*Text provided*
§
The funding saw participation from Mastercard Foundation and Johnson & Johnson Impact Ventures, an impact fund with the Johnson $ Johnson Foundation follows on from previous investments into Founders Factory Africa by Standard Bank, Small Foundation and Netcare.

CEO of Founders Factory Africa, Bongani Sithole said that the firm is determined to achieve its goals of developing the tech ecosystem by supporting tech-driven solutions. He added that the company will continue to provide the founders it invests in with the necessary tools for success.

Moving Africa forward requires more of us to support tech-driven, solution-oriented ventures that have the potential to scale and make an impact at speed. Our role as Founders Factory Africa is to provide founders with the funding, knowledge and hands-on venture-building support they need to achieve commercial success and create outsized, systemic impact,” he said

Also speaking on the funds raised, Chief Portfolio officer of Founders Factory Africa, Sam Sturm said,

“Our new fund will allow us to continue supporting the continent’s most promising early-stage ventures and their exceptional fourders with the capital and resources they need to fuel their growth”.

With this funding, Founders Factory Africa intends to double down on its investment model to reach more African tech startups.

The startup accelerator said it will be broadening its capital investment offering to include non-dilutive capital, supporting the continent’s need for different capital deployment types across the venture maturity curve, and strengthening Founders Factory Africa’s internal capacity to continue to provide its portfolio of start-ups with the best venture-building support on the continent.
§
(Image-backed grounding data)
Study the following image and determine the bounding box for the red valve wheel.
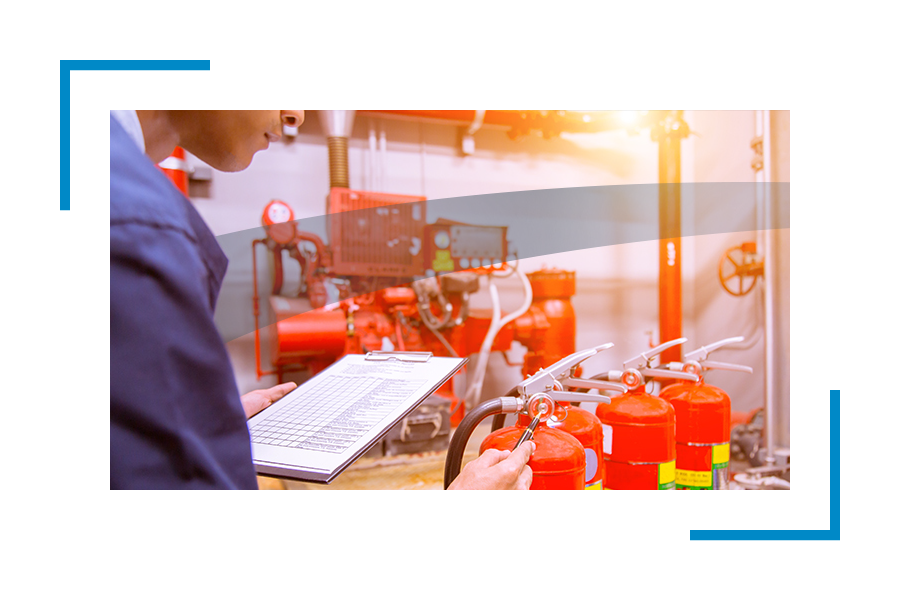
[719,246,759,296]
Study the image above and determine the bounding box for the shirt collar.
[110,111,147,152]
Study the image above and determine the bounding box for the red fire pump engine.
[595,338,699,490]
[659,336,753,490]
[444,344,612,490]
[253,188,575,434]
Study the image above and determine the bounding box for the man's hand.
[448,440,536,490]
[241,382,297,419]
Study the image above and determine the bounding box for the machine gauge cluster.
[425,220,507,276]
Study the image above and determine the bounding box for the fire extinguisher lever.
[700,361,753,374]
[638,367,700,382]
[684,336,753,374]
[518,342,613,397]
[623,338,687,369]
[547,386,625,403]
[560,378,628,394]
[684,336,744,363]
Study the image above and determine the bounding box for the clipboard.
[247,351,468,484]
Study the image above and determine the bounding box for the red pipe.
[251,240,281,382]
[357,111,648,137]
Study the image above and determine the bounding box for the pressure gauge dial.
[262,200,297,245]
[434,230,450,250]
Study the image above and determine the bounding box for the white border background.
[2,2,900,599]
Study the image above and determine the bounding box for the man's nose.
[281,111,304,127]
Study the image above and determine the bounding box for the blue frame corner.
[59,60,210,211]
[691,390,841,541]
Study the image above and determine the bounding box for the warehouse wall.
[189,111,788,446]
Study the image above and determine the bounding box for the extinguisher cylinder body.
[479,417,585,490]
[518,403,606,490]
[597,389,675,490]
[660,379,731,490]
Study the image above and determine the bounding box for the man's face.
[175,111,304,171]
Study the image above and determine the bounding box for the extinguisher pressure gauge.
[262,200,297,245]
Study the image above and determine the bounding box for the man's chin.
[209,154,253,173]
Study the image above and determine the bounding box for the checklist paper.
[248,353,466,483]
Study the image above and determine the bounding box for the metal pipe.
[319,111,356,188]
[656,111,687,363]
[760,111,775,465]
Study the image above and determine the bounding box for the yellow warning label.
[675,470,712,488]
[713,442,731,466]
[659,461,675,484]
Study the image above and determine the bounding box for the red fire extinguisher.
[597,338,699,490]
[479,398,586,490]
[659,336,753,490]
[444,344,612,490]
[540,379,628,490]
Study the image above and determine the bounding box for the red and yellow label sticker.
[675,470,712,488]
[659,460,675,490]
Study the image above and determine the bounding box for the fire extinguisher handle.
[684,336,744,362]
[560,378,628,394]
[700,361,753,374]
[639,368,700,382]
[623,338,687,368]
[547,386,616,403]
[518,342,613,396]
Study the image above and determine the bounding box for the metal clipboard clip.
[366,351,434,363]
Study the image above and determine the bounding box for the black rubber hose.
[491,413,506,432]
[491,388,519,432]
[444,399,503,490]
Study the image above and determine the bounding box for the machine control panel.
[424,220,507,277]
§
*Required action 1*
From the Founders Factory Africa article, list every organization named as having participated in the new funding or made earlier investments in Founders Factory Africa.
*Required action 2*
Write the next part of the Founders Factory Africa article, picking up after its final sentence.

*Answer section 1*
Mastercard Foundation, Johnson & Johnson Impact Ventures, Standard Bank, Small Foundation, Netcare

*Answer section 2*
The additional funding affirms Founders Factory Africa’s hybrid investment model of combining capital and operational support and will help the early-stage investor further iterate this model by:

•Becoming sector-agnostic in its investment with founders who prioritise business fundamentals, and will also double down on addressing the gender imbalance in the ecosystem.

•Broadening its capital investment offering to include non-dilutive capital, supporting the continent’s need for different capital deployment types across the venture maturity curve.

•Strengthening Founders Factory Africa’s internal capacity to continue to provide its portfolio of start-ups with the best venture-building support on the continent.

Since its inception in 2018, Founders Factory Africa has invested in over 55 tech start-ups across 11 countries in East, West, North, and Southern Africa.

The portfolio covers fintech and healthtech companies and includes Asaak, an asset financing startup for boda boda drivers in East Africa; Envisionit, Deep Al, a South African medical technology company using Al to transform medical imaging diagnosis; Fresh Source, an Egyptian food tech startup.

The startup focuses on supporting and scaling startups across various sectors in Africa. It provides funding, resources, mentorship, and access to a network of experts to help startups grow and succeed.

Founders Factory Africa invests up to $250,000 in ventures at idea, pre-Seed and Seed stage. It looks out for ventures that are solving real problems and have the potential for massive scale.

It also offers bespoke hands-on venture support by Partnering with startups to grow their venture. Founders’ Studio team of in-market venture-building specialists works hand-in-hand with every venture in our portfolio to solve their most critical challenges.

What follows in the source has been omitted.